§ **AVAILABLE RECORDS**
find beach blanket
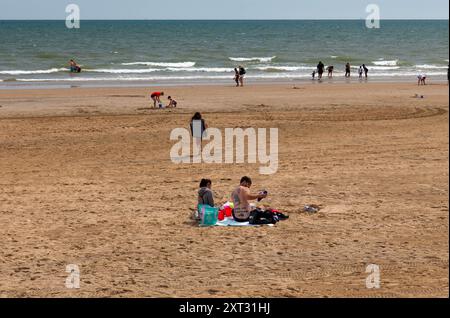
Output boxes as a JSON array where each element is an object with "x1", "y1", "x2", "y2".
[{"x1": 215, "y1": 217, "x2": 275, "y2": 227}]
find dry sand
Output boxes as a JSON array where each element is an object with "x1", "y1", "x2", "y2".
[{"x1": 0, "y1": 81, "x2": 448, "y2": 297}]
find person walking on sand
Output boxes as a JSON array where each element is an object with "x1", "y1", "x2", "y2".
[
  {"x1": 317, "y1": 61, "x2": 325, "y2": 80},
  {"x1": 358, "y1": 65, "x2": 363, "y2": 79},
  {"x1": 345, "y1": 63, "x2": 351, "y2": 77},
  {"x1": 231, "y1": 176, "x2": 268, "y2": 222},
  {"x1": 150, "y1": 91, "x2": 164, "y2": 108},
  {"x1": 238, "y1": 65, "x2": 246, "y2": 87},
  {"x1": 363, "y1": 64, "x2": 369, "y2": 78},
  {"x1": 190, "y1": 112, "x2": 208, "y2": 155}
]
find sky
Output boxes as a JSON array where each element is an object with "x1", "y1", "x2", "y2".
[{"x1": 0, "y1": 0, "x2": 448, "y2": 20}]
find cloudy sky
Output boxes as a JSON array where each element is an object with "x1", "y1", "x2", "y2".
[{"x1": 0, "y1": 0, "x2": 448, "y2": 19}]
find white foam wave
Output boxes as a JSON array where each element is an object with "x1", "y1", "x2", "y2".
[
  {"x1": 0, "y1": 68, "x2": 66, "y2": 75},
  {"x1": 372, "y1": 60, "x2": 398, "y2": 66},
  {"x1": 166, "y1": 67, "x2": 231, "y2": 73},
  {"x1": 256, "y1": 66, "x2": 314, "y2": 71},
  {"x1": 120, "y1": 61, "x2": 196, "y2": 67},
  {"x1": 415, "y1": 64, "x2": 448, "y2": 69},
  {"x1": 88, "y1": 68, "x2": 160, "y2": 74},
  {"x1": 229, "y1": 56, "x2": 276, "y2": 63}
]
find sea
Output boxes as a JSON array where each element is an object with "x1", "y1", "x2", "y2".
[{"x1": 0, "y1": 20, "x2": 448, "y2": 88}]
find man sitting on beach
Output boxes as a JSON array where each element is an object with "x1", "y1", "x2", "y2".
[
  {"x1": 231, "y1": 176, "x2": 267, "y2": 222},
  {"x1": 150, "y1": 91, "x2": 164, "y2": 108}
]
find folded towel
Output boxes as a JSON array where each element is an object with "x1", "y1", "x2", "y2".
[{"x1": 215, "y1": 217, "x2": 275, "y2": 227}]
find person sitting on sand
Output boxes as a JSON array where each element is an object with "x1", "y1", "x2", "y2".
[
  {"x1": 198, "y1": 178, "x2": 214, "y2": 207},
  {"x1": 150, "y1": 91, "x2": 164, "y2": 108},
  {"x1": 167, "y1": 96, "x2": 177, "y2": 108},
  {"x1": 69, "y1": 59, "x2": 81, "y2": 73},
  {"x1": 231, "y1": 176, "x2": 268, "y2": 222}
]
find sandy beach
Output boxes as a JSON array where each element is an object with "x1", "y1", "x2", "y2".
[{"x1": 0, "y1": 81, "x2": 448, "y2": 298}]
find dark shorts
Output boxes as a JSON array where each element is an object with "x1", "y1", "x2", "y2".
[{"x1": 232, "y1": 209, "x2": 250, "y2": 222}]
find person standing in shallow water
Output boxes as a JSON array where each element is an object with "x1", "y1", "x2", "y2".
[
  {"x1": 327, "y1": 65, "x2": 334, "y2": 78},
  {"x1": 238, "y1": 66, "x2": 246, "y2": 87},
  {"x1": 345, "y1": 63, "x2": 351, "y2": 77},
  {"x1": 233, "y1": 68, "x2": 240, "y2": 87},
  {"x1": 317, "y1": 61, "x2": 325, "y2": 80},
  {"x1": 363, "y1": 64, "x2": 369, "y2": 78}
]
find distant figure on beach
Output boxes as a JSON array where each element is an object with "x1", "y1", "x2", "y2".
[
  {"x1": 198, "y1": 178, "x2": 214, "y2": 207},
  {"x1": 317, "y1": 61, "x2": 325, "y2": 80},
  {"x1": 312, "y1": 69, "x2": 317, "y2": 80},
  {"x1": 167, "y1": 96, "x2": 177, "y2": 108},
  {"x1": 417, "y1": 74, "x2": 427, "y2": 86},
  {"x1": 358, "y1": 66, "x2": 363, "y2": 78},
  {"x1": 327, "y1": 65, "x2": 334, "y2": 78},
  {"x1": 150, "y1": 91, "x2": 164, "y2": 108},
  {"x1": 345, "y1": 63, "x2": 351, "y2": 77},
  {"x1": 233, "y1": 68, "x2": 240, "y2": 87},
  {"x1": 231, "y1": 176, "x2": 268, "y2": 222},
  {"x1": 69, "y1": 59, "x2": 81, "y2": 73},
  {"x1": 238, "y1": 66, "x2": 246, "y2": 87},
  {"x1": 363, "y1": 64, "x2": 369, "y2": 78},
  {"x1": 190, "y1": 112, "x2": 208, "y2": 155}
]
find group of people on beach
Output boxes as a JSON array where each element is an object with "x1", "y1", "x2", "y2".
[
  {"x1": 198, "y1": 176, "x2": 286, "y2": 225},
  {"x1": 150, "y1": 91, "x2": 177, "y2": 108},
  {"x1": 312, "y1": 62, "x2": 369, "y2": 80}
]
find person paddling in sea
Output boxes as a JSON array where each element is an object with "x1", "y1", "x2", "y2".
[
  {"x1": 345, "y1": 62, "x2": 351, "y2": 77},
  {"x1": 317, "y1": 61, "x2": 325, "y2": 80},
  {"x1": 363, "y1": 64, "x2": 369, "y2": 78},
  {"x1": 69, "y1": 59, "x2": 81, "y2": 73},
  {"x1": 327, "y1": 65, "x2": 334, "y2": 78}
]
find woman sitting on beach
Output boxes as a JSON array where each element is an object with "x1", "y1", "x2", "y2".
[{"x1": 198, "y1": 178, "x2": 214, "y2": 207}]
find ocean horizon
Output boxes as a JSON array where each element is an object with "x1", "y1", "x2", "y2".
[{"x1": 0, "y1": 20, "x2": 448, "y2": 88}]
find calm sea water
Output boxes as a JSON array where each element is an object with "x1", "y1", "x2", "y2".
[{"x1": 0, "y1": 20, "x2": 448, "y2": 87}]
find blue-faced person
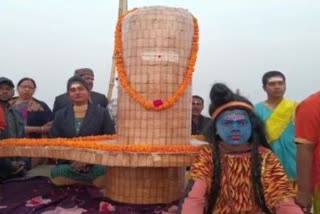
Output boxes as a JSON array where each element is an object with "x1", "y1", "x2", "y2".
[
  {"x1": 216, "y1": 109, "x2": 252, "y2": 145},
  {"x1": 210, "y1": 96, "x2": 260, "y2": 151},
  {"x1": 179, "y1": 83, "x2": 301, "y2": 214}
]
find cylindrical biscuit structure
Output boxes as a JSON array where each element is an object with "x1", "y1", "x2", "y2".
[
  {"x1": 106, "y1": 7, "x2": 196, "y2": 204},
  {"x1": 117, "y1": 6, "x2": 194, "y2": 145}
]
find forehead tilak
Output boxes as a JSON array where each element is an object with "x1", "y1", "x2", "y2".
[
  {"x1": 219, "y1": 109, "x2": 248, "y2": 119},
  {"x1": 223, "y1": 114, "x2": 246, "y2": 120},
  {"x1": 69, "y1": 83, "x2": 83, "y2": 89},
  {"x1": 267, "y1": 76, "x2": 284, "y2": 83}
]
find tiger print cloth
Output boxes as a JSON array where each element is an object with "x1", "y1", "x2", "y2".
[{"x1": 188, "y1": 145, "x2": 296, "y2": 213}]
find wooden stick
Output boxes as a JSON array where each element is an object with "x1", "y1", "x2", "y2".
[{"x1": 107, "y1": 0, "x2": 128, "y2": 101}]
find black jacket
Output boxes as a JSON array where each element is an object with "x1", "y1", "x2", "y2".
[
  {"x1": 50, "y1": 103, "x2": 115, "y2": 138},
  {"x1": 52, "y1": 91, "x2": 108, "y2": 116}
]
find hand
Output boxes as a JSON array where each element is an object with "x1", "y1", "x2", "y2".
[
  {"x1": 43, "y1": 121, "x2": 53, "y2": 128},
  {"x1": 11, "y1": 161, "x2": 26, "y2": 175},
  {"x1": 295, "y1": 194, "x2": 312, "y2": 214},
  {"x1": 41, "y1": 121, "x2": 53, "y2": 134},
  {"x1": 70, "y1": 161, "x2": 90, "y2": 173},
  {"x1": 161, "y1": 205, "x2": 178, "y2": 214}
]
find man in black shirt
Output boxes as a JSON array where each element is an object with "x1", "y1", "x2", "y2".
[{"x1": 191, "y1": 95, "x2": 211, "y2": 135}]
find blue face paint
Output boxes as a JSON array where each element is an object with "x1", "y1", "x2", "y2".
[{"x1": 216, "y1": 109, "x2": 252, "y2": 145}]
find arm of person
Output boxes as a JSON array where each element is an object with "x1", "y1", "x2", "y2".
[
  {"x1": 179, "y1": 179, "x2": 207, "y2": 214},
  {"x1": 24, "y1": 126, "x2": 42, "y2": 134},
  {"x1": 295, "y1": 143, "x2": 314, "y2": 212},
  {"x1": 275, "y1": 200, "x2": 304, "y2": 214},
  {"x1": 295, "y1": 100, "x2": 320, "y2": 210},
  {"x1": 102, "y1": 109, "x2": 116, "y2": 134},
  {"x1": 179, "y1": 145, "x2": 212, "y2": 213},
  {"x1": 24, "y1": 123, "x2": 52, "y2": 135}
]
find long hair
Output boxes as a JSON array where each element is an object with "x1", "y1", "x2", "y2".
[{"x1": 204, "y1": 83, "x2": 271, "y2": 214}]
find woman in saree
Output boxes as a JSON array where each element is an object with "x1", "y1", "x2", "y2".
[{"x1": 10, "y1": 77, "x2": 53, "y2": 138}]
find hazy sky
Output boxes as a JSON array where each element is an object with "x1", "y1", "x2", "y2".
[{"x1": 1, "y1": 1, "x2": 319, "y2": 114}]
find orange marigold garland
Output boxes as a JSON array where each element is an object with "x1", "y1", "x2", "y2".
[
  {"x1": 0, "y1": 137, "x2": 201, "y2": 153},
  {"x1": 77, "y1": 134, "x2": 117, "y2": 141},
  {"x1": 115, "y1": 9, "x2": 199, "y2": 111}
]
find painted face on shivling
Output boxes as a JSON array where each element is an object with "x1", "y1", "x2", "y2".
[{"x1": 216, "y1": 109, "x2": 252, "y2": 145}]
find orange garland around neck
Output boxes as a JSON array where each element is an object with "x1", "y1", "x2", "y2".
[{"x1": 115, "y1": 8, "x2": 199, "y2": 111}]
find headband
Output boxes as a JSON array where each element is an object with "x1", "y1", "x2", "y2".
[{"x1": 211, "y1": 101, "x2": 253, "y2": 119}]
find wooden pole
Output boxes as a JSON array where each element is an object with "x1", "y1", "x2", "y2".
[{"x1": 106, "y1": 0, "x2": 128, "y2": 101}]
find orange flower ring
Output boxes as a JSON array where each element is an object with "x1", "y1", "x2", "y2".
[{"x1": 115, "y1": 9, "x2": 199, "y2": 111}]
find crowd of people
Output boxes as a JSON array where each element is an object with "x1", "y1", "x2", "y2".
[
  {"x1": 0, "y1": 69, "x2": 319, "y2": 213},
  {"x1": 187, "y1": 71, "x2": 318, "y2": 213},
  {"x1": 0, "y1": 68, "x2": 115, "y2": 185}
]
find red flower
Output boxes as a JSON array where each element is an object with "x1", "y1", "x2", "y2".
[
  {"x1": 25, "y1": 196, "x2": 51, "y2": 207},
  {"x1": 99, "y1": 201, "x2": 115, "y2": 212},
  {"x1": 153, "y1": 99, "x2": 163, "y2": 107}
]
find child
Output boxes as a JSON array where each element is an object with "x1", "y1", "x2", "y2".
[{"x1": 180, "y1": 83, "x2": 303, "y2": 214}]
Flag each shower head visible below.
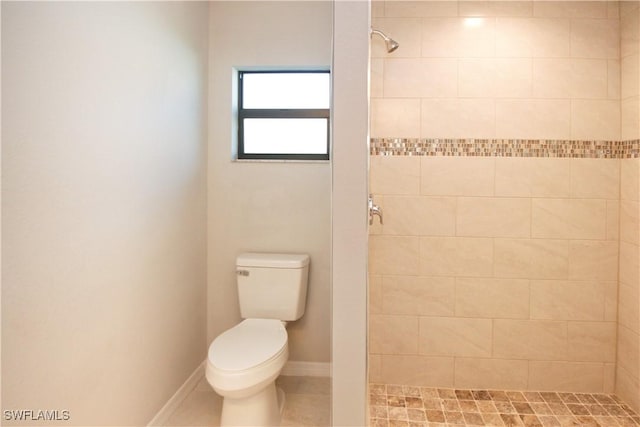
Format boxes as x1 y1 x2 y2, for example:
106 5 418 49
371 28 399 53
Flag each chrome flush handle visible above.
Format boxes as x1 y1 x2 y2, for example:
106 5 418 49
368 194 383 225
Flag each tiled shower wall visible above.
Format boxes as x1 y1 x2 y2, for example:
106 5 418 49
368 0 640 411
617 1 640 411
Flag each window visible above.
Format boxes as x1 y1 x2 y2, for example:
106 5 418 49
238 70 330 160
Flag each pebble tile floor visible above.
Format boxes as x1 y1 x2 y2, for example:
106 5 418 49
369 384 640 427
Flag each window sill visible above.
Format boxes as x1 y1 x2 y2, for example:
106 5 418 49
232 158 330 164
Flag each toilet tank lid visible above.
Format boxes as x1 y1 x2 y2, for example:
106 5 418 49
237 253 309 268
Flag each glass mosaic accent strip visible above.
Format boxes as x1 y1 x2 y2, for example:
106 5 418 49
370 138 640 159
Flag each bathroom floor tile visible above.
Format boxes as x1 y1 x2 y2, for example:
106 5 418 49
369 383 640 427
163 375 330 427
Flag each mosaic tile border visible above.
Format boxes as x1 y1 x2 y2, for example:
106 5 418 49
370 138 640 159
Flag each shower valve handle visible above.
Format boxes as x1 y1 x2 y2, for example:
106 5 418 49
368 195 383 225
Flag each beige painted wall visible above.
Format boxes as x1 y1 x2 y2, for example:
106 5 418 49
207 2 332 363
2 2 209 425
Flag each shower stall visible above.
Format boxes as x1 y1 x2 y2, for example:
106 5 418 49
366 0 640 424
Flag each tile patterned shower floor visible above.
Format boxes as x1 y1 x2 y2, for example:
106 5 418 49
369 384 640 427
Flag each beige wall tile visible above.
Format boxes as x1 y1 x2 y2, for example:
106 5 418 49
620 200 640 245
494 1 534 17
380 354 454 387
420 157 495 196
495 18 533 57
532 199 571 238
603 280 618 322
570 58 608 98
370 314 419 355
615 365 640 413
384 58 457 98
495 158 573 198
571 99 621 140
370 59 384 98
368 354 383 383
621 3 640 57
458 58 496 97
419 236 494 277
419 317 493 357
458 1 496 17
621 159 640 202
570 199 610 240
608 59 621 99
455 237 495 277
531 239 570 279
606 200 620 241
530 280 607 321
495 157 533 197
494 238 533 279
371 98 421 138
531 18 571 57
622 53 640 98
534 1 609 19
567 321 616 362
604 362 616 393
371 17 422 58
418 236 457 276
493 319 568 360
457 197 531 238
458 16 496 57
619 281 640 333
528 361 605 393
617 324 640 378
454 358 529 390
421 17 460 57
570 158 620 199
568 240 619 281
621 97 640 140
382 275 455 316
371 0 385 18
459 58 532 98
532 199 607 239
370 156 421 195
421 98 496 139
533 58 572 98
385 1 458 18
619 240 640 285
455 277 530 319
370 274 383 315
496 99 571 139
382 196 456 236
570 18 620 59
369 235 420 275
495 58 534 98
531 158 572 198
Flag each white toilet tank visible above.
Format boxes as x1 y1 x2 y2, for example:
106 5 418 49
236 253 310 321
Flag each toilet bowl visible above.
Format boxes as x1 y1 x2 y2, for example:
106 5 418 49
205 253 309 427
207 319 289 426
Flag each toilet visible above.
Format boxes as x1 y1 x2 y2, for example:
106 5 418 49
206 252 310 427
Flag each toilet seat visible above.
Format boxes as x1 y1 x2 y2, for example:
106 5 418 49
209 318 287 371
206 318 288 398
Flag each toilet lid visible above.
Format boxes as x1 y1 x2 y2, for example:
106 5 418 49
209 319 287 372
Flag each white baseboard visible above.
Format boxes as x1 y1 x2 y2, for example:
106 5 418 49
147 361 206 427
281 361 331 377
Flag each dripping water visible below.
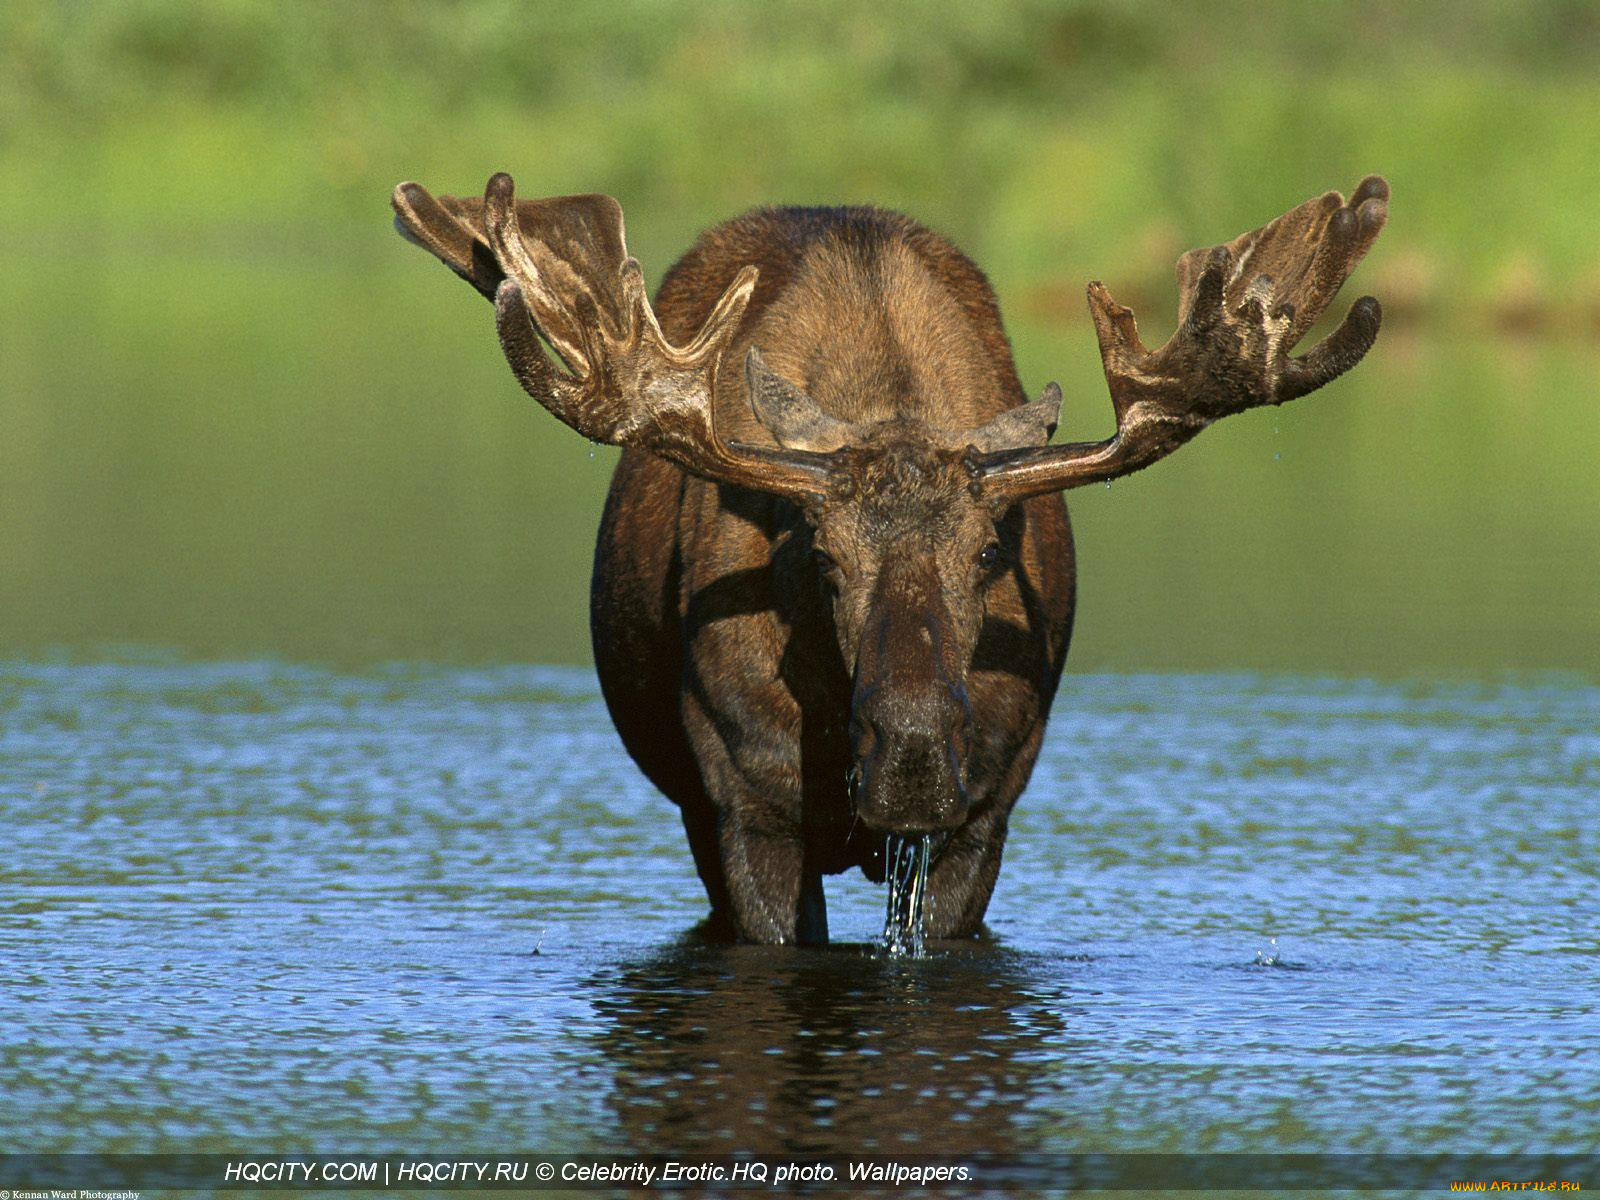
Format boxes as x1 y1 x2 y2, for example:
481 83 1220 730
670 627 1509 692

§ **ASSIGNMENT**
Scan the listing and copy every line where the string "beige" shows up.

§ **WORKED SOLUTION**
Flag each beige painted wall visible above.
Flag each beige wall tile visible above.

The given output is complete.